## start

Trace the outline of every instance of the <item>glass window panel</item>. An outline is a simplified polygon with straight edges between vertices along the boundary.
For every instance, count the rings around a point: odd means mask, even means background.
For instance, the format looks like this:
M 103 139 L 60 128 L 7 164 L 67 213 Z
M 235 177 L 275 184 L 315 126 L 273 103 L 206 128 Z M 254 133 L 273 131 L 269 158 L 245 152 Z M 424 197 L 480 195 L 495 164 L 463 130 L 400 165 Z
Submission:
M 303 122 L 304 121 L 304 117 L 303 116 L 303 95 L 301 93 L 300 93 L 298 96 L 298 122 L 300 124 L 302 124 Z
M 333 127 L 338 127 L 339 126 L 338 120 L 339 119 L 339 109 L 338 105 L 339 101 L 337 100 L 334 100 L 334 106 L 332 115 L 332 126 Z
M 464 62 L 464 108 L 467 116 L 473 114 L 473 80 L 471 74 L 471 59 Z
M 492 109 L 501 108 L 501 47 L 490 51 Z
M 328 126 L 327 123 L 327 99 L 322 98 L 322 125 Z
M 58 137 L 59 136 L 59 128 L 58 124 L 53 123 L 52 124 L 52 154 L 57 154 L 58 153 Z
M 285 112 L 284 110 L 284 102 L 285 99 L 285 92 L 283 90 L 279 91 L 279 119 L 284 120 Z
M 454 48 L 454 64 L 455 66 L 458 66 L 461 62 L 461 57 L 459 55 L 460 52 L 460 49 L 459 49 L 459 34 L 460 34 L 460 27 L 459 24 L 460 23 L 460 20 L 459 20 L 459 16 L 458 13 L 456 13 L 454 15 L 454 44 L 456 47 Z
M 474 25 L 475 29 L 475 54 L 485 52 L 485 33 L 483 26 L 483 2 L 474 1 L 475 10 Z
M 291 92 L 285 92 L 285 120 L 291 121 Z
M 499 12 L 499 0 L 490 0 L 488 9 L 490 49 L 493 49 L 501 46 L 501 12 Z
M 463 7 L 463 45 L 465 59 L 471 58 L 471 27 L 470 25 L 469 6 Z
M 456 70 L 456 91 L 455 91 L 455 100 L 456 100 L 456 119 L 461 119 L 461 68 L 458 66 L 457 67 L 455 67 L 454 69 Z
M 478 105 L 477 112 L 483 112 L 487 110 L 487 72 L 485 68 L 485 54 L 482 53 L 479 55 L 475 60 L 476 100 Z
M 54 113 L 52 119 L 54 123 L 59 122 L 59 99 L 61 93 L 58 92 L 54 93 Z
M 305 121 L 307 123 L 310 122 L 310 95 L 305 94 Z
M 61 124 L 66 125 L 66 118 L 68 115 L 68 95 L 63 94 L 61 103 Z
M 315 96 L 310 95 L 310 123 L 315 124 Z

## end
## start

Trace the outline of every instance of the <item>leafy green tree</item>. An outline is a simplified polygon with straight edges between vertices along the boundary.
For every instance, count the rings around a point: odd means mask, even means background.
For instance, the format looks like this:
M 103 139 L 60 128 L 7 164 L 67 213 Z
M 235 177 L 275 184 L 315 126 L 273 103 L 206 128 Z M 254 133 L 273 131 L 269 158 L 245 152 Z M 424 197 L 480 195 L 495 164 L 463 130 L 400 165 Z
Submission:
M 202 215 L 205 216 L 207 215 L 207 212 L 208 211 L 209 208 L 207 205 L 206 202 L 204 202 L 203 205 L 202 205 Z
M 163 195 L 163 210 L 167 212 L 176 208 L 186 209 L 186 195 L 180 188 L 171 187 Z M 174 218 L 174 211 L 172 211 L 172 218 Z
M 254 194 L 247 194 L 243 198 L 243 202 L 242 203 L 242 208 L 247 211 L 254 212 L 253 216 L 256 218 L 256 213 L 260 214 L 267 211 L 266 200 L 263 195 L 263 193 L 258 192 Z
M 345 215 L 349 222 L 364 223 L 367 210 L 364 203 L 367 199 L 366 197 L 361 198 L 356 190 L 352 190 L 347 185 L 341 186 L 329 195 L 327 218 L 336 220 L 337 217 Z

## end

> Exercise prompt:
Could you copy out the listing word for word, from the line with "Trace the outline of every instance of the <item>glass" to the line with "M 328 126 L", including both of those lines?

> Expected answer:
Trace the outline of every instance of the <item>glass window panel</item>. An outline is a simplified polygon with straight edges between vertices along the boundary.
For every instance, count the rings around a point: odd means mask, even means background.
For instance, the format looks like this:
M 103 139 L 60 128 L 7 164 L 67 213 Z
M 235 177 L 275 184 L 315 126 L 273 103 L 206 128 Z M 254 133 L 273 131 L 269 158 L 245 152 Z M 424 197 L 480 195 L 495 164 L 463 130 L 400 165 Z
Submission:
M 303 122 L 304 121 L 304 117 L 303 116 L 303 95 L 301 93 L 300 93 L 298 96 L 298 122 L 300 124 L 302 124 Z
M 333 127 L 338 127 L 339 126 L 338 120 L 339 119 L 339 109 L 338 105 L 339 101 L 337 100 L 334 100 L 334 106 L 332 115 L 332 126 Z
M 464 62 L 464 108 L 467 116 L 473 114 L 473 80 L 471 74 L 471 59 Z
M 492 109 L 501 108 L 501 47 L 490 51 Z
M 328 126 L 327 123 L 327 99 L 322 98 L 322 125 Z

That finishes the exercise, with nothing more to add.